» SOURCE EXTRACT
Node sizes are proportional to numbers of accessions and empty nodes are shown as black dots. Short dashes on the edges indicate the number of point changes between pairs of nodes. The proportion of wild accessions and landraces for each haplotype are shown in red and green, respectively.
https://doi.org/10.1371/journal.pone.0218526.g002
[Figure omitted. See PDF.]
Table 1. HvWAK1 haplotypes.
https://doi.org/10.1371/journal.pone.0218526.t001
Nineteen of the SNPs are located within the coding sequence of the gene, nine of these SNPs resulting in amino acid changes in the predicted translation product, another nine giving synonymous codon changes, and one introducing a premature termination codon that shortens the predicted translation product by one amino acid (Table 2). The two STRs in the first exon of the coding sequence also result in amino acid sequence changes (S5 Table). The first of these STRs is (GCGGCT)2–4, specifying a series of 4–8 alanines, although the second of these alanines is valine in some accessions due to the presence of SNP35, and the fifth of can be proline due to SNP36. The second STR is (AAGGGG)2–4, which is translated into glutamine-glycine followed by 1–3 repeats of glutamic acid-glycine, followed by a single glycine.
[Figure omitted. See PDF.]
Table 2. SNPs in the coding region of the HvWAK1 gene.
https://doi.org/10.1371/journal.pone.0218526.t002
Complete data for the nine nonsynonymous SNPs were available for 298 accessions (154 wild accessions and 144 landraces). The amino acid substitutions resulting from these SNPs combine to produce 28 protein variants (Table 3 and S6 Table), of which 16 are unique to the wild population, two are unique to landraces (these two variants comprising only three accessions) and the remaining ten are shared by wild accessions and landraces.

» DATASET ENTRIES
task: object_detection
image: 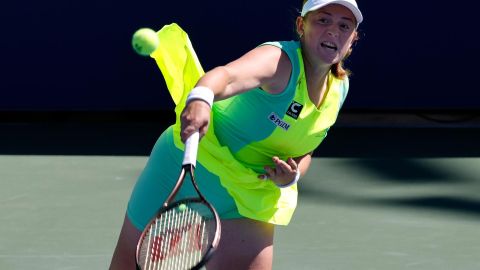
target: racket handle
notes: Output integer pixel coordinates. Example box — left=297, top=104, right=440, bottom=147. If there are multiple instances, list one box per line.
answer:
left=182, top=131, right=200, bottom=166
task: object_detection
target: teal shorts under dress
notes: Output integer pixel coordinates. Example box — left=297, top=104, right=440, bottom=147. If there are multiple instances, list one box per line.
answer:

» EXERCISE PROMPT
Copy the HvWAK1 haplotype passage starting at "Node sizes are" and ending at "and green, respectively.", but swap "black dots" for "gray circles".

» PROBLEM SOLUTION
Node sizes are proportional to numbers of accessions and empty nodes are shown as gray circles. Short dashes on the edges indicate the number of point changes between pairs of nodes. The proportion of wild accessions and landraces for each haplotype are shown in red and green, respectively.